- **Instruction 1**:
Do these statements agree with the tariff article below? For each, answer yes or no and quote the deciding words of the tariff article exactly. (a) The European Parliament paused ratification of the U.S. trade deal on Tuesday, 24 February. (b) The Supreme Court ruling found tariffs imposed under IEEPA lawful. (c) Starmer's spokesperson expected the new 15% global tariff to affect most of the UK–US economic deal.

# start of Source extract

Investors believed that the ruling—declaring tariffs imposed under the International Emergency Economic Powers Act (IEEPA) unlawful—had created fresh uncertainty, particularly as Trump retaliated by announcing a new 15% global tariff.
The U.S. president reiterated that he was capable of using tariffs in a “much more powerful and obnoxious way,” as both the UK and the EU sought urgent clarity on the U.S. trade deals struck last summer.
Trump threatened to ramp up his global tariff on Monday, 23 February, following last week’s Supreme Court ruling that he had overstepped his legal authority in imposing his so-called “Liberation Day” measures announced last year.
A spokesperson for UK Prime Minister Keir Starmer said he did not expect Trump’s new 15% global tariff—announced on Saturday, 21 February—to affect the majority of the UK–US economic deal agreed last year.
However, it remains unclear whether the new tariff, collected from Tuesday, 17 February, will be set at the 10% rate on most goods agreed last May, the 15% rate, or whether customs duties will revert to pre-reciprocal-day tariffs.
Amid this uncertainty, the European Parliament decided on Tuesday, 24 February, to pause the ratification process for the U.S. trade deal—a move that further pressured markets.
Following this development, Trump warned:
“Any country that wants to play games with the ridiculous Supreme Court decision—especially those that have ‘ripped off’ the USA for years, and even decades—will be met with a much higher tariff, probably worse than that which they recently agreed to.”

# end of Source extract

- **Instruction 2**:
Count the lines of the records below that contain the string "image". Give the number only.

# start of Data

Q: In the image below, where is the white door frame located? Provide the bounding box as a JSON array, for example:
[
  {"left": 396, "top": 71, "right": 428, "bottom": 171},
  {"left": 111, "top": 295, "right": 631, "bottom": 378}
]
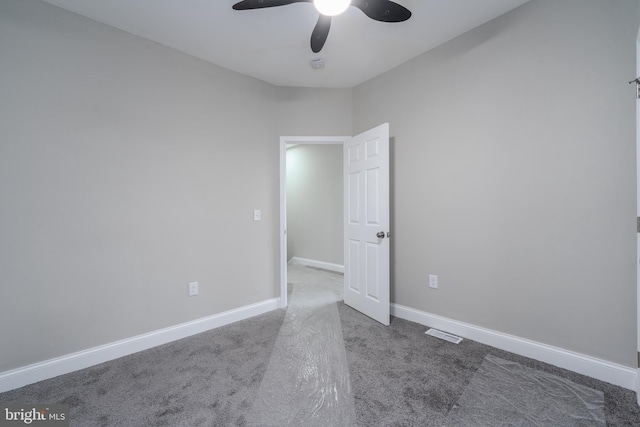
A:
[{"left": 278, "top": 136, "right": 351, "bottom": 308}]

# end of Data
# start of Data

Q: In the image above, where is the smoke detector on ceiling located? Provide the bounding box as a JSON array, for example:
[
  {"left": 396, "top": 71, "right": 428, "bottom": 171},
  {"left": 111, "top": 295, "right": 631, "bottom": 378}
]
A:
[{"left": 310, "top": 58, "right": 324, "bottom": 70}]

# end of Data
# start of Data

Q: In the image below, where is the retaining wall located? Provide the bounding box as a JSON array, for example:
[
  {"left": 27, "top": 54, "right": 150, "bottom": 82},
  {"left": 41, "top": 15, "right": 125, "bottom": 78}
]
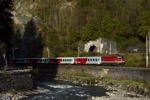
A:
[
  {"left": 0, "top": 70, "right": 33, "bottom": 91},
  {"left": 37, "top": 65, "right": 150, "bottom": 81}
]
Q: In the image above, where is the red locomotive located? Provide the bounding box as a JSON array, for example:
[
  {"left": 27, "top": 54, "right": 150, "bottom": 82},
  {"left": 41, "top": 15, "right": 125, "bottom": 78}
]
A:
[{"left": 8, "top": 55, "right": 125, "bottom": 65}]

# end of Data

- **Written response 1**:
(a) Yes: "the European Parliament decided on Tuesday, 24 February, to pause the ratification process for the U.S. trade deal"
(b) No: "declaring tariffs imposed under the International Emergency Economic Powers Act (IEEPA) unlawful"
(c) No: "he did not expect Trump’s new 15% global tariff—announced on Saturday, 21 February—to affect the majority of the UK–US economic deal agreed last year"

- **Written response 2**:
4